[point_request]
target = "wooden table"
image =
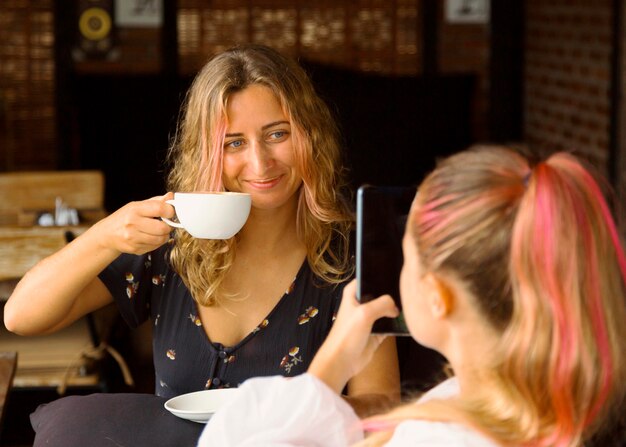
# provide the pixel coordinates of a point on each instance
(8, 364)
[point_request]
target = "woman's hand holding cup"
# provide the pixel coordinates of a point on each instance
(136, 228)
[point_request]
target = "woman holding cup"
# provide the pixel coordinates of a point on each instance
(223, 310)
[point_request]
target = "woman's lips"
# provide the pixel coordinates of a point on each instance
(265, 183)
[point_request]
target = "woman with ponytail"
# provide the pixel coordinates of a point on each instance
(515, 273)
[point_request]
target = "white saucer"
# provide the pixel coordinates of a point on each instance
(199, 406)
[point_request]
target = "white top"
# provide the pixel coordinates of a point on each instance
(303, 411)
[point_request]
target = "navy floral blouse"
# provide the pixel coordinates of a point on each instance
(185, 360)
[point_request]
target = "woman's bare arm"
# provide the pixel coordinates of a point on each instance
(65, 286)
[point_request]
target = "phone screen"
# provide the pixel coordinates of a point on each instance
(381, 218)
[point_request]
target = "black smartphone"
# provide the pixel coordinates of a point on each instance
(381, 218)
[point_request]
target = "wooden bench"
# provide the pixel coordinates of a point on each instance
(8, 364)
(52, 360)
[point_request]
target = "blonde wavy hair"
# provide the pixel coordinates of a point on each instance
(538, 248)
(324, 218)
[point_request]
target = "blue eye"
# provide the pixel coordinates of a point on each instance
(234, 144)
(279, 135)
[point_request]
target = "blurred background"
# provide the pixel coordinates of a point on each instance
(97, 85)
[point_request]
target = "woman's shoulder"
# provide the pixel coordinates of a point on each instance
(434, 433)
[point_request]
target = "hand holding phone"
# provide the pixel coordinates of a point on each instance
(381, 219)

--------

Exercise: Lay out all the records above as a two-column CSV with the header input,output. Give one row per record, with its text under input and its answer under output, each in its own double-quoted field with line breaks replaced by spaces, and leave the pictures out.

Correct answer:
input,output
"[point_request] target = ""wooden table"" image = # provide the pixel coordinates of a point on each instance","(8, 364)"
"[point_request] target = ""woman's hand holding cup"" # provide the pixel coordinates of a point on each instance","(136, 228)"
"[point_request] target = ""woman holding cup"" # provide the pixel coordinates of a point on each instance","(223, 310)"
"[point_request] target = ""woman's lips"" # provide the pixel coordinates of a point on each instance","(265, 183)"
"[point_request] target = ""woman with ponytail"" # provide the pixel coordinates of a point on each instance","(515, 273)"
"[point_request] target = ""white saucer"" # provide the pixel coordinates of a point on each instance","(199, 406)"
"[point_request] target = ""white top"" # provide the pixel coordinates of a point on each instance","(303, 411)"
"[point_request] target = ""navy floral blouse"" # provide the pixel coordinates of a point on each instance","(185, 360)"
"[point_request] target = ""woman's bare arm"" # provide the pixel coordinates of a point on each instance","(65, 286)"
"[point_request] target = ""phone screen"" # provide the pixel coordinates of a point on each instance","(381, 218)"
"[point_request] target = ""black smartphone"" # provide the pixel coordinates of a point on each instance","(381, 218)"
"[point_request] target = ""wooden bench"" # provide the pixel coordinates of a point on each instance","(8, 364) (52, 360)"
"[point_request] target = ""blonde wavy hair"" # provide the pixel coordinates of a point on each instance","(538, 248) (324, 218)"
"[point_request] target = ""blue eye"" # provide the pixel coordinates of a point on each instance","(234, 144) (279, 135)"
"[point_request] target = ""blurred background"" # provide the pixel coordinates of a point on each instance","(97, 85)"
"[point_request] target = ""woman's shoulder"" # provide the pixel coordinates of a point on each instance","(434, 433)"
"[point_request] target = ""hand holding phone"" # provide the pixel coordinates of a point on each instance","(381, 219)"